(SHORT EXERCISE) Count the lines in the items below that contain the string "person", matching case exactly, and reply with only that number.

(TASK INPUTS)
____

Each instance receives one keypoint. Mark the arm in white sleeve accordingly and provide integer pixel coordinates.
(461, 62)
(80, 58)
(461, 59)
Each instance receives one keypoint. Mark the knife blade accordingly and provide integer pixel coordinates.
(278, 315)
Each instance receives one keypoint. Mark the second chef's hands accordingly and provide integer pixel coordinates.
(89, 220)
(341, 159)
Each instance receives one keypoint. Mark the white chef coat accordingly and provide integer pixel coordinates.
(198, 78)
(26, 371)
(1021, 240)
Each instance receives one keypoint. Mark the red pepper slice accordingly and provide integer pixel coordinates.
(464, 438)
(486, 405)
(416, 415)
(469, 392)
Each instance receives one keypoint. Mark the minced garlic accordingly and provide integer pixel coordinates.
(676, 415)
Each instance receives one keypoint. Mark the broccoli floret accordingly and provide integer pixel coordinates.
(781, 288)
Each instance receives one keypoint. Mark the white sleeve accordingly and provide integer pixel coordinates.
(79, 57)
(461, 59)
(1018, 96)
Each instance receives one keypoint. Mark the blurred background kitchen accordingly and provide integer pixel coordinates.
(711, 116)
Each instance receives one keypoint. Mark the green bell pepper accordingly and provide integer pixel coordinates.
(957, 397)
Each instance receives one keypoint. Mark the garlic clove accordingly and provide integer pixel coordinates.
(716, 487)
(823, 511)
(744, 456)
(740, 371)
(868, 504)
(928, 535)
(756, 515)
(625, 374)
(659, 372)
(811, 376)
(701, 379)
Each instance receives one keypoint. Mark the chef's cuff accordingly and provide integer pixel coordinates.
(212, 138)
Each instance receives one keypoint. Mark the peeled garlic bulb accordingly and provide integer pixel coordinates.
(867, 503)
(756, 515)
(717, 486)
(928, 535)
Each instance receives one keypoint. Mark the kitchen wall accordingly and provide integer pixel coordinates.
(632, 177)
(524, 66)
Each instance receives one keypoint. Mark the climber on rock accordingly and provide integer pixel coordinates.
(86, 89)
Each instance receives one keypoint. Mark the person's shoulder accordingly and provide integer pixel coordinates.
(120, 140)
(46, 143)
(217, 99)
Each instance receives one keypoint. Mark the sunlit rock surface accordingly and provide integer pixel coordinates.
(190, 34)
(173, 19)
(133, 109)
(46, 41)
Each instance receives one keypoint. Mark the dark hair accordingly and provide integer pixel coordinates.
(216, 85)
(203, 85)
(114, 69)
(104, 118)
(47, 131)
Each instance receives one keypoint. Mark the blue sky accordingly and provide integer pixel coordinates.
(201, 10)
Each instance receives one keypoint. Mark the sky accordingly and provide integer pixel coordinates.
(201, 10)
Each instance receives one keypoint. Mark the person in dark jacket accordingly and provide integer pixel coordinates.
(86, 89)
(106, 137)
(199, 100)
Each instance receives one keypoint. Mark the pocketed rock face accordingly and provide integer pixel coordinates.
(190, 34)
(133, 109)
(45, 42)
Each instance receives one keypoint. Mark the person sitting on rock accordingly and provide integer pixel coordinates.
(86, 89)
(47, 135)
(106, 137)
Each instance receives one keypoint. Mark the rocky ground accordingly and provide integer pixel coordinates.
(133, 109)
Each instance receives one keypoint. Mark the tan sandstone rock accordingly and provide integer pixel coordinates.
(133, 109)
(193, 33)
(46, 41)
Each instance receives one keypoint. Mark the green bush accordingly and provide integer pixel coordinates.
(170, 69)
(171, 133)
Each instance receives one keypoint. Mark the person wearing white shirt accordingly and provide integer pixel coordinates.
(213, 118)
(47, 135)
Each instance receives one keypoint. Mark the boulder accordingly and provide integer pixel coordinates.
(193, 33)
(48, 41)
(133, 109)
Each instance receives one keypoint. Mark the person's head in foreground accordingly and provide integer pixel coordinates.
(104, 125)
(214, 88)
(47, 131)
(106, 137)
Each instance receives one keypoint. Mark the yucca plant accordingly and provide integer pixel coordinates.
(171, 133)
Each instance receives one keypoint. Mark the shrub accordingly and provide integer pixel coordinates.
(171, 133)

____

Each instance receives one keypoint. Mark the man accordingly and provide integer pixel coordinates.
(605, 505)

____

(WRITTEN SOLUTION) 5